How many lines of the records below contain the word "head"? Reply with the number only.

* Begin *

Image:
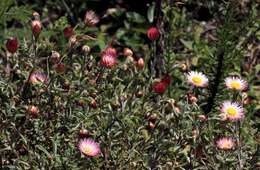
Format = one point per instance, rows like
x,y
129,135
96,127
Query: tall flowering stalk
x,y
233,111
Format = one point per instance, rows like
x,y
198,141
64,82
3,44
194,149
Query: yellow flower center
x,y
87,150
197,80
235,85
231,111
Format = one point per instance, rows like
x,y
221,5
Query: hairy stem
x,y
215,84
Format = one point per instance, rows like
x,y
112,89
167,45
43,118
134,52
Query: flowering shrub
x,y
165,85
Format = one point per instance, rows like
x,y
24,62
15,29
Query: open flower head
x,y
89,147
197,79
38,77
235,83
225,143
232,111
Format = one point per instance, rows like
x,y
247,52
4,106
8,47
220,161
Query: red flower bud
x,y
159,87
110,51
166,79
34,111
128,52
12,45
140,63
68,31
91,19
60,68
36,27
153,33
55,57
108,61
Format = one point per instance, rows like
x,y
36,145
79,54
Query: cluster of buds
x,y
33,111
140,63
12,44
55,57
38,77
161,86
108,57
68,31
151,118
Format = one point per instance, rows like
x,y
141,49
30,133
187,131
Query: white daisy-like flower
x,y
197,79
232,111
235,83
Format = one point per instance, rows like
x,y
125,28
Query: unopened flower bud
x,y
202,118
128,52
93,104
91,19
72,41
12,45
151,125
36,15
68,31
83,133
153,33
34,111
140,63
36,27
85,49
55,57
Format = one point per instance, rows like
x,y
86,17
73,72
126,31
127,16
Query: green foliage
x,y
136,127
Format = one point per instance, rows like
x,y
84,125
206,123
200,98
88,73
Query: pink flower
x,y
37,77
225,143
232,111
108,61
110,51
235,83
89,147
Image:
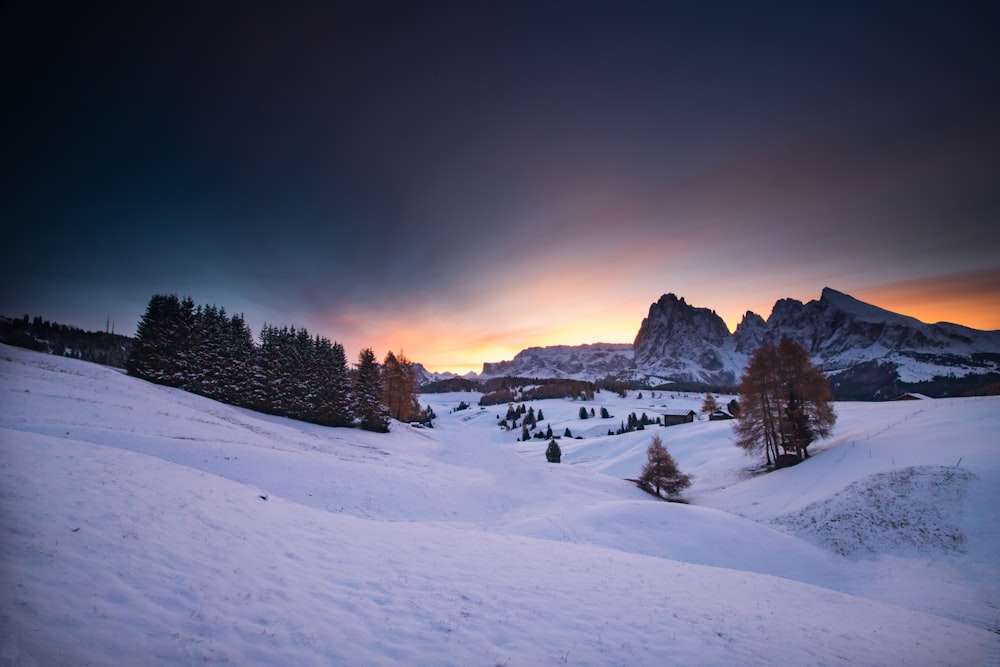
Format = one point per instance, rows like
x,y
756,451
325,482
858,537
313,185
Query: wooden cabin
x,y
671,417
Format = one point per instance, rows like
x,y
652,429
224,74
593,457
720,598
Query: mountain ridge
x,y
681,343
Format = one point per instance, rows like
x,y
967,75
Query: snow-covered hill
x,y
140,524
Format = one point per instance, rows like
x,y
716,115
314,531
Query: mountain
x,y
578,362
683,343
869,352
841,332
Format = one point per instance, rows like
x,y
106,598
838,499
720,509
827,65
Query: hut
x,y
912,396
671,417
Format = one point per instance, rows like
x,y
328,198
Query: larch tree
x,y
785,403
399,387
367,394
660,473
709,404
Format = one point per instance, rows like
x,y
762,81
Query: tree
x,y
161,349
661,472
367,394
709,405
784,403
399,387
552,453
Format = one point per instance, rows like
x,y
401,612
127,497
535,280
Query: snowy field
x,y
143,525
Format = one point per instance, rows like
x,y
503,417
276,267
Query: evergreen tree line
x,y
101,347
289,373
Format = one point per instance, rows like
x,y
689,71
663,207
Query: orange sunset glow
x,y
465,181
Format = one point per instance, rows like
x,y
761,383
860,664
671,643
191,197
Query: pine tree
x,y
660,471
552,453
709,404
367,395
161,349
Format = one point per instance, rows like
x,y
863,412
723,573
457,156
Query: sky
x,y
461,181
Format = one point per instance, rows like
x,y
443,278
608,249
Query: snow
x,y
140,524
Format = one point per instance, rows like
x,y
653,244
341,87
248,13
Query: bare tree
x,y
661,472
785,403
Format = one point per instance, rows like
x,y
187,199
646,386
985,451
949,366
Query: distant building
x,y
912,396
671,417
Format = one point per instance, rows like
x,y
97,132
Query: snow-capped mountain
x,y
683,343
579,362
841,332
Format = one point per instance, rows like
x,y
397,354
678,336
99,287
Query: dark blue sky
x,y
463,180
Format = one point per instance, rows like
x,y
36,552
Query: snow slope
x,y
140,524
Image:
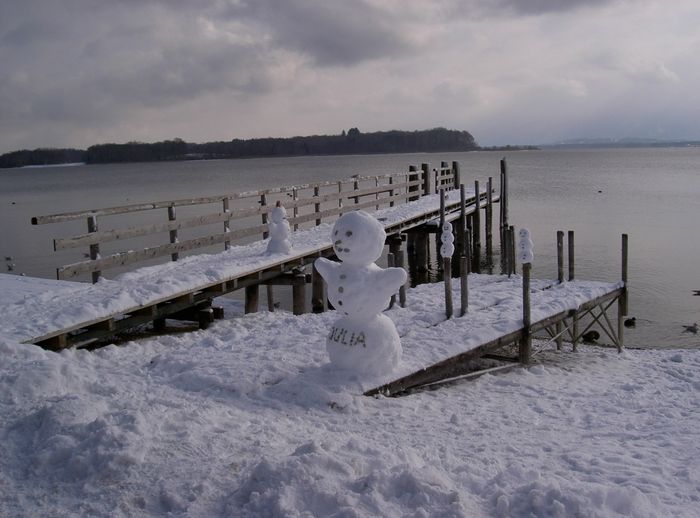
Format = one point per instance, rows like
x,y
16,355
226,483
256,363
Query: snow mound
x,y
348,480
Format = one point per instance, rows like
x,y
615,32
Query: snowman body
x,y
278,229
363,339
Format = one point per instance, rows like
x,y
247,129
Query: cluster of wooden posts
x,y
197,225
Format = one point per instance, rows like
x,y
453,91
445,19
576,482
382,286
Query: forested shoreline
x,y
346,143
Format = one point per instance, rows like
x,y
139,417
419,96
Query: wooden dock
x,y
185,287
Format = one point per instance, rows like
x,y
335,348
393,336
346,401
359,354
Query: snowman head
x,y
358,238
278,213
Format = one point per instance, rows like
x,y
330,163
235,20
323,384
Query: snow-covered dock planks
x,y
57,318
494,329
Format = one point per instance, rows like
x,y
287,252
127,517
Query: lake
x,y
652,194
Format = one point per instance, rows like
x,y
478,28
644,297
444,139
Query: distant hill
x,y
618,143
347,143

* End *

Worked answer –
2